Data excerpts
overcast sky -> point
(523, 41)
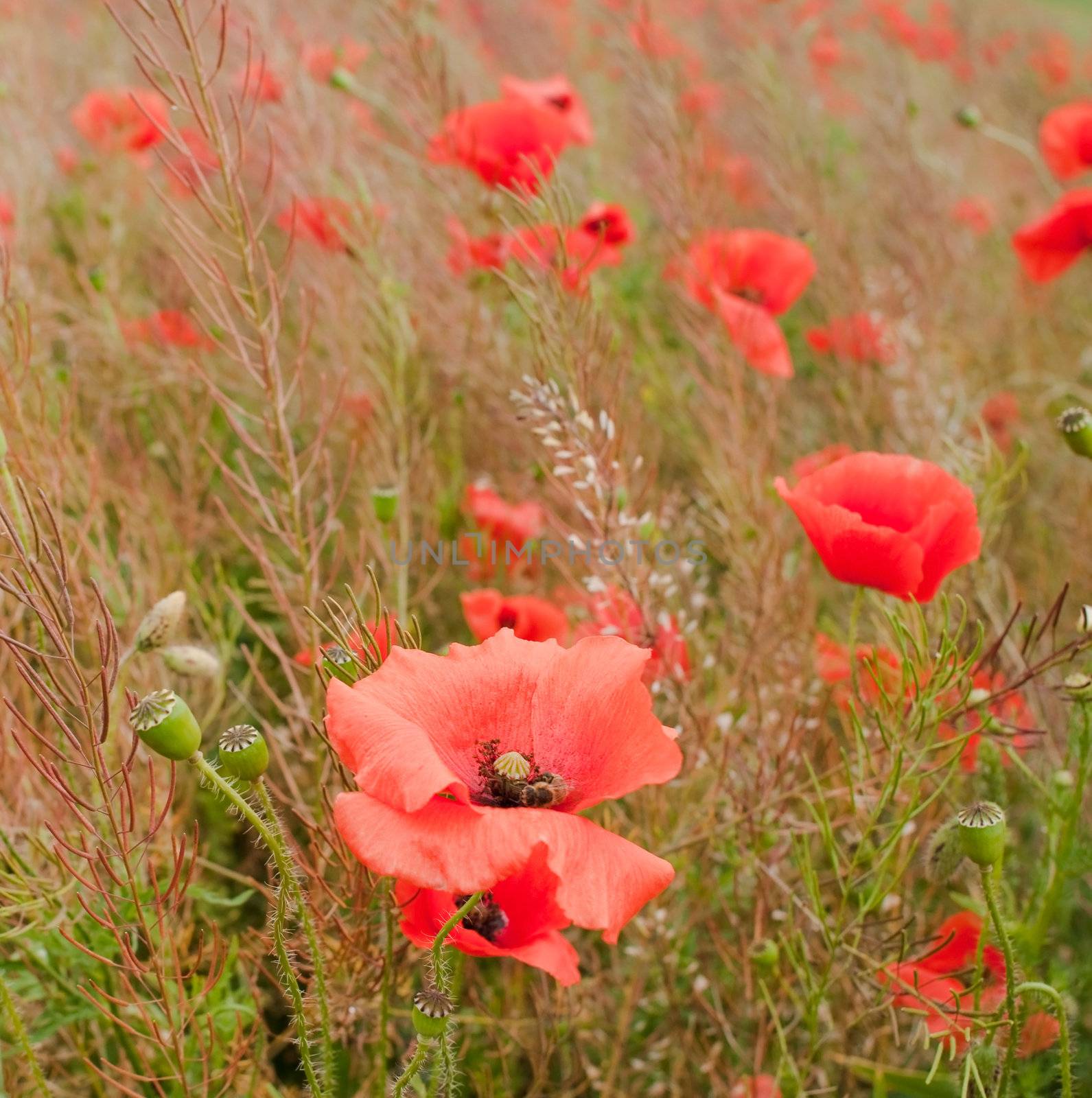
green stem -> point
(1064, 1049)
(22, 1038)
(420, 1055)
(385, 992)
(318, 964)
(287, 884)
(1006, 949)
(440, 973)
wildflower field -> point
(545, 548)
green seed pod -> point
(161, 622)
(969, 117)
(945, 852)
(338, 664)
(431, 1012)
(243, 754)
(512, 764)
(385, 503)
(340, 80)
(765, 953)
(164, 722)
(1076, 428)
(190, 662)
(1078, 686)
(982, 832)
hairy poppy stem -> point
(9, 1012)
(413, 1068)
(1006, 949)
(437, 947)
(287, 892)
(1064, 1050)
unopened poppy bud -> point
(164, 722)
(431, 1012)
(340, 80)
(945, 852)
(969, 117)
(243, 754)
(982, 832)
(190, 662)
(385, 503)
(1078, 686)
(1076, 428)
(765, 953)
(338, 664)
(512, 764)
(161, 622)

* * *

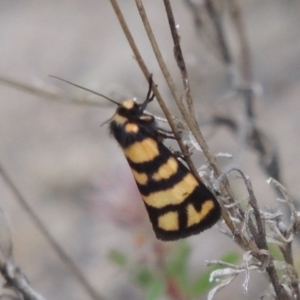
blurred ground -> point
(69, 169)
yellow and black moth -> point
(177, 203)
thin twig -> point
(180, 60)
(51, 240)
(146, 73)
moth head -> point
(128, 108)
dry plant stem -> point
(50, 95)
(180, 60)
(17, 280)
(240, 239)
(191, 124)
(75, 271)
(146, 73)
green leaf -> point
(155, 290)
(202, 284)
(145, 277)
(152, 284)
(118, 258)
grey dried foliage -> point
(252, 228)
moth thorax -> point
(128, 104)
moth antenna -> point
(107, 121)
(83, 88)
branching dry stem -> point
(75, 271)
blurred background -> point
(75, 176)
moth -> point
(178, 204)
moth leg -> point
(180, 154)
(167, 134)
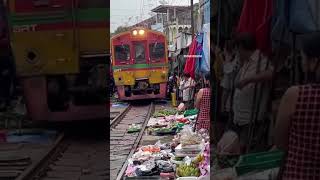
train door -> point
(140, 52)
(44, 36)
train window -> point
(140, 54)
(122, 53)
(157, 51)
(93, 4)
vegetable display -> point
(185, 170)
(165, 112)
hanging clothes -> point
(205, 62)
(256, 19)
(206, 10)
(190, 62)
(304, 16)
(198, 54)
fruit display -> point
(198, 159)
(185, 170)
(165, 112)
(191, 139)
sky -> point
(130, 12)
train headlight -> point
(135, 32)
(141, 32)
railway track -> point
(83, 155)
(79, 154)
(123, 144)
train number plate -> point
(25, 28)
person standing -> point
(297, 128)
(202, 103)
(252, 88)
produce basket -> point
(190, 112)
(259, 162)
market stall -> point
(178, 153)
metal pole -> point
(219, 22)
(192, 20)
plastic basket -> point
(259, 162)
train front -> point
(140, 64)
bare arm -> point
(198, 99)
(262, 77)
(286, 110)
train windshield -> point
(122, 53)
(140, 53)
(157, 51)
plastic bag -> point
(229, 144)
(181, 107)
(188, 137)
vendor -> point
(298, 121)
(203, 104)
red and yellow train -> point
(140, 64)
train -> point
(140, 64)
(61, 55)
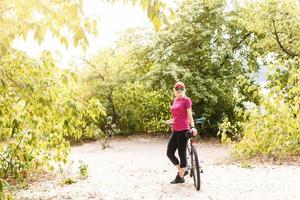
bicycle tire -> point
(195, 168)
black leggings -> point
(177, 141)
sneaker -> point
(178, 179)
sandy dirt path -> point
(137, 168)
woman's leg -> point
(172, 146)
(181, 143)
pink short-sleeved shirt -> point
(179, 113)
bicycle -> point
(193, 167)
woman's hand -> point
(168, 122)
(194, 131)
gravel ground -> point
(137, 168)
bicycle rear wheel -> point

--

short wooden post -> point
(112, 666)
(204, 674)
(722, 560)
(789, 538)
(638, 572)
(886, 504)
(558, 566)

- _WHAT YOU HAVE TO DO_:
Only the lines above from the one with "grey dried foliage -> point" to the one with "bicycle rear wheel -> point" should be printed, both included and exactly as written; no picture belongs in the copy.

- _RESPONSE TO THE TASK_:
grey dried foliage -> point
(252, 228)
moth thorax -> point
(128, 104)
moth antenna -> point
(107, 121)
(83, 88)
branching dry stem -> point
(75, 271)
blurred background -> point
(75, 176)
moth -> point
(178, 204)
moth leg -> point
(180, 154)
(167, 134)
train door -> point
(140, 52)
(44, 36)
train window -> point
(140, 54)
(122, 53)
(157, 51)
(93, 4)
vegetable display -> point
(185, 170)
(165, 112)
hanging clothes -> point
(205, 62)
(256, 19)
(206, 10)
(190, 62)
(304, 16)
(198, 54)
fruit display -> point
(198, 159)
(185, 170)
(165, 112)
(191, 139)
sky -> point
(130, 12)
train headlight -> point
(135, 32)
(141, 32)
railway track -> point
(83, 155)
(79, 154)
(123, 144)
train number plate -> point
(25, 28)
person standing -> point
(297, 128)
(202, 103)
(252, 88)
produce basket -> point
(190, 112)
(259, 162)
market stall -> point
(178, 153)
metal pole -> point
(219, 22)
(192, 20)
plastic basket -> point
(259, 162)
train front -> point
(140, 64)
bare arm -> point
(198, 99)
(262, 77)
(286, 110)
train windshield -> point
(122, 53)
(140, 53)
(157, 51)
plastic bag -> point
(229, 144)
(181, 107)
(188, 137)
vendor -> point
(298, 121)
(203, 104)
red and yellow train -> point
(140, 64)
train -> point
(140, 64)
(61, 55)
bicycle tire -> point
(195, 168)
black leggings -> point
(177, 141)
sneaker -> point
(178, 179)
sandy dirt path -> point
(137, 168)
woman's leg -> point
(172, 146)
(181, 143)
pink short-sleeved shirt -> point
(179, 113)
bicycle -> point
(193, 167)
woman's hand -> point
(168, 122)
(194, 131)
gravel ground -> point
(137, 168)
bicycle rear wheel -> point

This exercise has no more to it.